* _TASK DETAILS_
Please pull out every line below that contains the string "Class", and copy each one over unchanged. Case counts, so a line qualifies only if the capitalization matches.

Image box annotation records:
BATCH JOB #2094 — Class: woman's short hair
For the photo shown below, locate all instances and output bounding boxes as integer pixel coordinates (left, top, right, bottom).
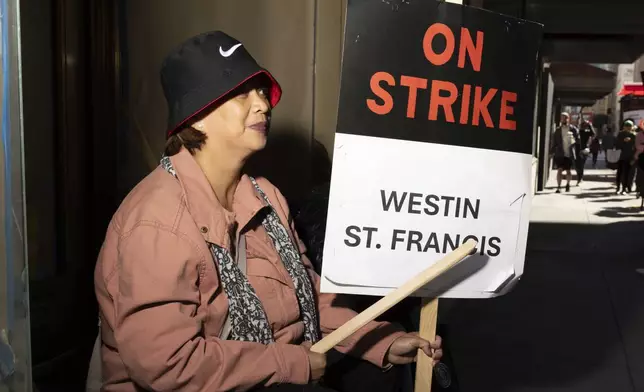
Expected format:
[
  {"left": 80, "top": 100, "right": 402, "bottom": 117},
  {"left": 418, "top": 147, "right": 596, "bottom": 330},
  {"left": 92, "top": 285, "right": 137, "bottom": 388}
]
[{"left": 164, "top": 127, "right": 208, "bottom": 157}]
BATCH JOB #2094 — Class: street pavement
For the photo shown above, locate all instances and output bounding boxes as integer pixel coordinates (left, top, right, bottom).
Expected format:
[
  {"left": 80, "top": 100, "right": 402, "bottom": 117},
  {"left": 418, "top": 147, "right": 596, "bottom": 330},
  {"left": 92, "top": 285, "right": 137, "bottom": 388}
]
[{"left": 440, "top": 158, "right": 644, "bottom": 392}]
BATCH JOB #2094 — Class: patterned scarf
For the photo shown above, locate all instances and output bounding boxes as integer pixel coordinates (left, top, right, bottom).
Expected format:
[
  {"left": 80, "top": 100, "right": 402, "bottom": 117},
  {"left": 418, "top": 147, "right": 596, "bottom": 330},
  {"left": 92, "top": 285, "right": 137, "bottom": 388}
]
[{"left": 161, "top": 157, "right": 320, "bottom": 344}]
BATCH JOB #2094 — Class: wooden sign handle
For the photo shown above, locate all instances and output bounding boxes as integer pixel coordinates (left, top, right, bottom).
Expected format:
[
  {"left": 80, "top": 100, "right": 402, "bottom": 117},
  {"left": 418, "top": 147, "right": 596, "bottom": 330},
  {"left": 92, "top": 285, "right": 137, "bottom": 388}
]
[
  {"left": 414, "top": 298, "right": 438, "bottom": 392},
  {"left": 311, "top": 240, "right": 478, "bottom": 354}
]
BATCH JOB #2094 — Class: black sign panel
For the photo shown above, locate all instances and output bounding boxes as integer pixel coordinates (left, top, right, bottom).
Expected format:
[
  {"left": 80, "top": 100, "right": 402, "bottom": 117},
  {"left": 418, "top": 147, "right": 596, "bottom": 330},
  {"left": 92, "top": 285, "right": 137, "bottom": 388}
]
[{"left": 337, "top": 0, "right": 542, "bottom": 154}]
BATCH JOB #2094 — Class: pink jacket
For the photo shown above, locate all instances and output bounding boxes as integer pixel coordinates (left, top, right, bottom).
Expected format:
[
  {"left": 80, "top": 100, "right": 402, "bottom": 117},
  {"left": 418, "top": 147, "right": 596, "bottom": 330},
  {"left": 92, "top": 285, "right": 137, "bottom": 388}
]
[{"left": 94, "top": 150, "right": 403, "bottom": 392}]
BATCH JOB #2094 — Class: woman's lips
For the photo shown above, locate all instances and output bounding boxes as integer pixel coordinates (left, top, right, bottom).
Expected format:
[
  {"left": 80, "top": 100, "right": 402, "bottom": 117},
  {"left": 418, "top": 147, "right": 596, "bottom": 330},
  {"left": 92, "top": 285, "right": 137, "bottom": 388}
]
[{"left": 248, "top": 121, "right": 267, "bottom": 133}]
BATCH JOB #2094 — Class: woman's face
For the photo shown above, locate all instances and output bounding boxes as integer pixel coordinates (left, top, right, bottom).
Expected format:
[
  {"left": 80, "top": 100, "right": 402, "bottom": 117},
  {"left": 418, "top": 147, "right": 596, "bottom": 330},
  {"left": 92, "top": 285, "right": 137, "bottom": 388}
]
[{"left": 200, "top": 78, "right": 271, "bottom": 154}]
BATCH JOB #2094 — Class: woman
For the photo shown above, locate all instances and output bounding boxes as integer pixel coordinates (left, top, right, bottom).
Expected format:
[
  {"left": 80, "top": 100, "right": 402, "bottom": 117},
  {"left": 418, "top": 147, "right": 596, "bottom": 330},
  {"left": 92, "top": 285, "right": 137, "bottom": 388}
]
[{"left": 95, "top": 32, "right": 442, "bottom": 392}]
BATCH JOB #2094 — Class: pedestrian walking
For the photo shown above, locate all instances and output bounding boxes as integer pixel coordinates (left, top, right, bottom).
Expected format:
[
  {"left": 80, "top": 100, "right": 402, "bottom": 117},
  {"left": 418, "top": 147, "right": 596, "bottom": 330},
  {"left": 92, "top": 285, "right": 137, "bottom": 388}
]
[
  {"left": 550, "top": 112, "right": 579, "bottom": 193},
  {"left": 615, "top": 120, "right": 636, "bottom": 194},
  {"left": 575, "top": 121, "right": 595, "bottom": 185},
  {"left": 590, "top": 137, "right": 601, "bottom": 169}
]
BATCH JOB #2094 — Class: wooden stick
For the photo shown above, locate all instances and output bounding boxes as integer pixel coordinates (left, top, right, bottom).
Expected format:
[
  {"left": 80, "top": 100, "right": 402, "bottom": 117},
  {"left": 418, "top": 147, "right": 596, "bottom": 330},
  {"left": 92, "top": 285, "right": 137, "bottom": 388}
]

* _EXERCISE OUTPUT_
BATCH JOB #2094 — Class: woman's short hair
BATCH JOB #2094 — Class: street pavement
BATCH JOB #2094 — Class: patterned scarf
BATCH JOB #2094 — Class: wooden sign handle
BATCH JOB #2094 — Class: black sign panel
BATCH JOB #2094 — Class: pink jacket
BATCH JOB #2094 — Class: woman's lips
BATCH JOB #2094 — Class: woman's face
BATCH JOB #2094 — Class: woman
BATCH JOB #2094 — Class: pedestrian walking
BATCH JOB #2094 — Class: wooden stick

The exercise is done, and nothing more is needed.